Top of Data shown
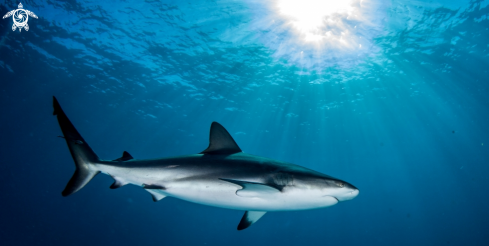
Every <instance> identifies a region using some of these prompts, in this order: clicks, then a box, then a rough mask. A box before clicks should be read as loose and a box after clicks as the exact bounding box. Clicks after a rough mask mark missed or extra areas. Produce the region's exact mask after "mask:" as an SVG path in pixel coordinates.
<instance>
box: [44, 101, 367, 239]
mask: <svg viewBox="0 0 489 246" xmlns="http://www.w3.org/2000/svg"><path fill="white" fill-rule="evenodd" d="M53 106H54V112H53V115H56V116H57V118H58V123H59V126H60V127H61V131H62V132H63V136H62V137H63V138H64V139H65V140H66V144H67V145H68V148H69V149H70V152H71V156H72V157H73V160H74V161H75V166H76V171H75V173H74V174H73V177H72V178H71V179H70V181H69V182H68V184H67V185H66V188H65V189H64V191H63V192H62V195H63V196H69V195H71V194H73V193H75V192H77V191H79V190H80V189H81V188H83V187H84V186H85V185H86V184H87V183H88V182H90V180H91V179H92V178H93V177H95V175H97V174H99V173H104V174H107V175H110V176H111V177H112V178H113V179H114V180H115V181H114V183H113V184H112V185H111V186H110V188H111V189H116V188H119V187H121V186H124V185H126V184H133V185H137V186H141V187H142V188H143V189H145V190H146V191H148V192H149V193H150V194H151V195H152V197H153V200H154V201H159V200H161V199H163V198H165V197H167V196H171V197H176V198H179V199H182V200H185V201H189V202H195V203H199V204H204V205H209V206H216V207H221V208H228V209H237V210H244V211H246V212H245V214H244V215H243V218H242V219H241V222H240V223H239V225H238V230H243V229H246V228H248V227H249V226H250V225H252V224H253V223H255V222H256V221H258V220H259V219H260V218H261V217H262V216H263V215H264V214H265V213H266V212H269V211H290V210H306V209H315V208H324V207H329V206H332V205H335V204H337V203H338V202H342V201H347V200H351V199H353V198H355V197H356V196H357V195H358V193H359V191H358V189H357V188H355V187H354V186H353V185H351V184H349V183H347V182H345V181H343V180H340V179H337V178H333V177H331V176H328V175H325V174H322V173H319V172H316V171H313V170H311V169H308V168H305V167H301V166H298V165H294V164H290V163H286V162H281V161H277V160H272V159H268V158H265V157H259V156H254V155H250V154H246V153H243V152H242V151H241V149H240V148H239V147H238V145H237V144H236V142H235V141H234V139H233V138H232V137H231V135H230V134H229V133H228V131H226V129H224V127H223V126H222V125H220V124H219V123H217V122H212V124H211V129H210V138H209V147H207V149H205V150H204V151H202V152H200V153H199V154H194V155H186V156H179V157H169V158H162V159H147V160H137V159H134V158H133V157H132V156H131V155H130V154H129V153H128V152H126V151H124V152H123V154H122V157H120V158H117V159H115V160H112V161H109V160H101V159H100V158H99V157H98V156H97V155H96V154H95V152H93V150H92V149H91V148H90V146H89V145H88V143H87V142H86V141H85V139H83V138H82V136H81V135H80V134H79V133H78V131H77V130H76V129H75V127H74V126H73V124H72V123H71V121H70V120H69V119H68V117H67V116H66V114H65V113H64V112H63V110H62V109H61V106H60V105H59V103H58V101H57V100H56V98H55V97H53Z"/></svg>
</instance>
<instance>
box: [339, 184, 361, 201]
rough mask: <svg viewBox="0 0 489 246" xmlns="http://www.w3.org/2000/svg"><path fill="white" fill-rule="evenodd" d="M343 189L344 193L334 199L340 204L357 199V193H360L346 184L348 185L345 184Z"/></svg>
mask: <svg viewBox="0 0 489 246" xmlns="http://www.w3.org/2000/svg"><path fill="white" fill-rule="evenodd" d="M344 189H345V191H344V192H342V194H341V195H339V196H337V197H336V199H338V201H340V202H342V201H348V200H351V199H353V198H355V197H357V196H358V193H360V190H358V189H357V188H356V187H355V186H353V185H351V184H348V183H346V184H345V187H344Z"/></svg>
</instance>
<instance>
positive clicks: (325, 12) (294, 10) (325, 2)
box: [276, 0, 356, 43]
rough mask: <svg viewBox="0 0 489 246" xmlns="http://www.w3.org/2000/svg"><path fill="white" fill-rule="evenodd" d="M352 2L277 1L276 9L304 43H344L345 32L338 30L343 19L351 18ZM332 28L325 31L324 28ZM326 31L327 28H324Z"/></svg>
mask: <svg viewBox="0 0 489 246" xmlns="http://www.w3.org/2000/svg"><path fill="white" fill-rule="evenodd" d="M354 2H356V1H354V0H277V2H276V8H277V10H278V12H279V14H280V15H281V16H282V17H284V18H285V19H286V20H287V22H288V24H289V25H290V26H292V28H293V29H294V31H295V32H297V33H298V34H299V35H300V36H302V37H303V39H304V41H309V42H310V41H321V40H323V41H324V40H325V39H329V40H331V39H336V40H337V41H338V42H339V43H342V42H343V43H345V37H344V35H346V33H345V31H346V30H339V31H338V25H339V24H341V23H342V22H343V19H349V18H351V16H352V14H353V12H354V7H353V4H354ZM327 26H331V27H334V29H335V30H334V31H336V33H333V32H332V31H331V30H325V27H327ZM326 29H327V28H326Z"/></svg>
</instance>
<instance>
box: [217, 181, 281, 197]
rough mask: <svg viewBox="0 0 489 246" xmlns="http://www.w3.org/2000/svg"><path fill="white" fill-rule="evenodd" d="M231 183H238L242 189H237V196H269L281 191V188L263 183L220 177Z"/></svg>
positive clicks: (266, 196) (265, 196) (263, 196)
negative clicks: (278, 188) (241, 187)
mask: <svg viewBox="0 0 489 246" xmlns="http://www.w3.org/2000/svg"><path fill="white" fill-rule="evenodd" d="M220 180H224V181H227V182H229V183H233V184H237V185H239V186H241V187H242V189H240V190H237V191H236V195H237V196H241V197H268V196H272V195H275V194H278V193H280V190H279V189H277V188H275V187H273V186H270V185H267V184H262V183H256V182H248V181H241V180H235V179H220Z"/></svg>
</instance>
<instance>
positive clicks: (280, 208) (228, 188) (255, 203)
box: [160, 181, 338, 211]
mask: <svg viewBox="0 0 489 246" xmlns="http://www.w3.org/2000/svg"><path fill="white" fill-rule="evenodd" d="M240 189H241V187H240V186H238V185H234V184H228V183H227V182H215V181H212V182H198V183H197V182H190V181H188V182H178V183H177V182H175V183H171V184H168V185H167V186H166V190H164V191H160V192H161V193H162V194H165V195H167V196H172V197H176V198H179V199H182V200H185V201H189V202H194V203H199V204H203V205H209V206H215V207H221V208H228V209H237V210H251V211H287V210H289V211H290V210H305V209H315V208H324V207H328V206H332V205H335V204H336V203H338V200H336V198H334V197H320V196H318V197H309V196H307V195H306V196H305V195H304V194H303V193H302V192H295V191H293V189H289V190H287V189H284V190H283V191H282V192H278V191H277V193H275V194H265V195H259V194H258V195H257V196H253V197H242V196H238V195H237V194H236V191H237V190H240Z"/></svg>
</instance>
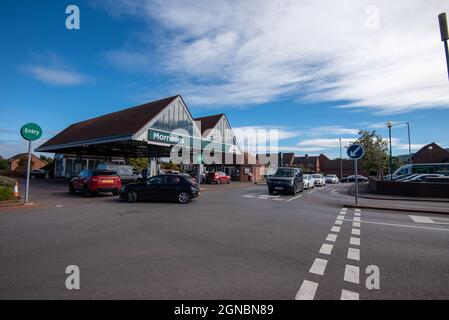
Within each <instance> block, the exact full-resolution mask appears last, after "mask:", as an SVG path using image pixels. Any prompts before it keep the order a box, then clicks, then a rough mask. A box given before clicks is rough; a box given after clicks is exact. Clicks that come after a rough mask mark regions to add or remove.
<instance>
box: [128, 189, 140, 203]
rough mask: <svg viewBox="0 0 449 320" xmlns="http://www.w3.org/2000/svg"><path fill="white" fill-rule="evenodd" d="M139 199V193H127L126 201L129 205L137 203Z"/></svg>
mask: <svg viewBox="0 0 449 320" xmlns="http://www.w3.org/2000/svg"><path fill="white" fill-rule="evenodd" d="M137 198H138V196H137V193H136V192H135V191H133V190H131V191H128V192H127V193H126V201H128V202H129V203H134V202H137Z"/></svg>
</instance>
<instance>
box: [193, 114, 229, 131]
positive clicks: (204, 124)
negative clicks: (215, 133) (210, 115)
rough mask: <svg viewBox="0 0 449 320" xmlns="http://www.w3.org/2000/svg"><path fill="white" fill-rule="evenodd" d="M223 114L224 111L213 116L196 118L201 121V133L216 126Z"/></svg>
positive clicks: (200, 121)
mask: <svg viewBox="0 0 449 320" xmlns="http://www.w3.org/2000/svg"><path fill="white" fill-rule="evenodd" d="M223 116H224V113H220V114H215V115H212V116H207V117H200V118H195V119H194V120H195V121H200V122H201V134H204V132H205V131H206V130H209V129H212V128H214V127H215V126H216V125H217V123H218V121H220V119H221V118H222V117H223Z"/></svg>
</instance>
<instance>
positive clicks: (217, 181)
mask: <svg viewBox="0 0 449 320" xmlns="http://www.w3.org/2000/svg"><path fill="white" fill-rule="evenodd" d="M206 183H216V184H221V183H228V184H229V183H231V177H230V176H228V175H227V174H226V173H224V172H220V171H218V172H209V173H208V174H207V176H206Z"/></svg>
Bottom of Data shown
* _Your task_: Reproduce everything from the start of the items down to the line containing "box: [44, 101, 367, 239]", including both ends. Leave the pictures out of your copy.

* _Output for this exercise_:
Every <instance> identifies a region using some of these prompts, in this order: clicks, then a box, then a rough mask. A box before clicks should be read as loose and a box after clicks as the exact bounding box. Clicks after a rough mask mark missed or extra areas. Produce the region's exact mask after "mask:" as an SVG path in pixel coordinates.
<instance>
box: [44, 101, 367, 239]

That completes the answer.